* SELECTED TEXT *
America's Massive Debt Has Come Back to Bite Us

January 11, 2013

After a difficult fight over the fiscal cliff, politicians must come together once again to debate over the debt ceiling, despite raising it a little over a year ago, say Antony Davies, an associate professor of economics at Duquesne University, and James R. Harrigan, a fellow of the Institute of Political Economy at Utah State University.

  • The current debt ceiling is at about $16.4 trillion.
  • That would require about $52,000 per person in the United States to pay off the debt.
  • But that doesn't assume the $400 billion a year in interest the government has to pay.

If the government continues to borrow money and spend it, there will be serious implications for every taxpayer. First, there will likely be a reduction in public services. Currently, 17 cents of every dollar goes to paying interest on the debt. But that figure will rise to 25 cents in the next decade, meaning that cuts will have to be made to pay off the debt and the interest it accrues.

Second, many Americans will experience lower wages and an incentive to delay their retirement. Right now, the government artificially lowers the interest rate to keep things cheap. As a result, seniors can't retire because their investment savings have earned low returns. More troubling is that Americans will be faced with higher taxes in order to pay off the debt.

Moreover, the Fed will simply run out of money to pay its bills and be forced to pay more money. It has already done this with its quantitative easing policies. But the effect of printing more money will be inflation, which in turn means higher prices on goods and services for consumers.

Lastly, the government may cut entitlement spending for programs like Medicare and Social Security to rein in the debt. In the past, politicians raised the retirement age or forced workers to pay income tax on their benefits. As the debt grows, it is likely that politicians will resort to changing benefits packages or tweaking these programs to ensure their sustainability.

* GIVEN DATA *
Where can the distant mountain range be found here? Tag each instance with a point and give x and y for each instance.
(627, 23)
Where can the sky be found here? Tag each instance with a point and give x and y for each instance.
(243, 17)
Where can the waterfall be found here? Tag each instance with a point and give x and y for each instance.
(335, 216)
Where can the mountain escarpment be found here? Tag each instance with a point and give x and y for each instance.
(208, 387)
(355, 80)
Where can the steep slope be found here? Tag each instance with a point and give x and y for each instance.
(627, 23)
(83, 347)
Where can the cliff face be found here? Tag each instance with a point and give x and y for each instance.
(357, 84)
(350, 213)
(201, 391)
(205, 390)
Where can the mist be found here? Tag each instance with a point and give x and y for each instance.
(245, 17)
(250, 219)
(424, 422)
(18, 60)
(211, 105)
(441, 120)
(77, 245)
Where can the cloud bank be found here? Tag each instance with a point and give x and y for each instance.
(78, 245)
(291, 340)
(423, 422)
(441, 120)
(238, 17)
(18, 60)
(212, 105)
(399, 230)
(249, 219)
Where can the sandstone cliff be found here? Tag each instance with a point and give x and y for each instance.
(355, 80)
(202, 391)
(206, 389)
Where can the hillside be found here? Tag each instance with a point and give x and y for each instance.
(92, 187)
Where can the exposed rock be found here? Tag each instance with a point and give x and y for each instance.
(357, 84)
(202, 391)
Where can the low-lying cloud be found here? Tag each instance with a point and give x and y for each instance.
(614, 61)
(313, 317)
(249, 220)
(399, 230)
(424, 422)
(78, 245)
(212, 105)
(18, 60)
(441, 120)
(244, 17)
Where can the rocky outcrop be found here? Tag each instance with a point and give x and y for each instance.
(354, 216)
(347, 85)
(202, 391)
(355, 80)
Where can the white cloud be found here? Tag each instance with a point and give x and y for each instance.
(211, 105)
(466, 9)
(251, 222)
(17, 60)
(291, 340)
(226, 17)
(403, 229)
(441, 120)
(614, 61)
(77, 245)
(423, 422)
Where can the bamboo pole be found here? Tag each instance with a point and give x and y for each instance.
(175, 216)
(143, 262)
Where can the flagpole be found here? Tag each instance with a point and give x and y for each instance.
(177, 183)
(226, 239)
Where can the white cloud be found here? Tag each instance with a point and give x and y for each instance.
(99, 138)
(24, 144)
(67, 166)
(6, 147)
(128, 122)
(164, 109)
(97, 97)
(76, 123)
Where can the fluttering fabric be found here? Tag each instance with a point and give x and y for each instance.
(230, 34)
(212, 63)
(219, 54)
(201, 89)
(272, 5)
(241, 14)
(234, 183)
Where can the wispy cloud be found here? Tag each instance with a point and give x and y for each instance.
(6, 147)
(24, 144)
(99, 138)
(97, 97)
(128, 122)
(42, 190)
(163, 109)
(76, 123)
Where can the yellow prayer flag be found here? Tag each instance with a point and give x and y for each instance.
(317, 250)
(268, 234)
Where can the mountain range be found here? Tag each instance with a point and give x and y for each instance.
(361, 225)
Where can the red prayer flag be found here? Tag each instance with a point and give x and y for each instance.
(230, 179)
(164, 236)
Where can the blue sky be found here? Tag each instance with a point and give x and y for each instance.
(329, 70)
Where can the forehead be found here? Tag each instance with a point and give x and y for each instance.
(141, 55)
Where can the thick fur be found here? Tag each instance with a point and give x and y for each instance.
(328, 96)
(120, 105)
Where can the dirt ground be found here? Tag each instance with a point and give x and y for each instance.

* THE TASK *
In the text about America's debt, how much of every dollar currently goes to paying interest on the debt?

* ANSWER FOR THIS EXERCISE *
17 cents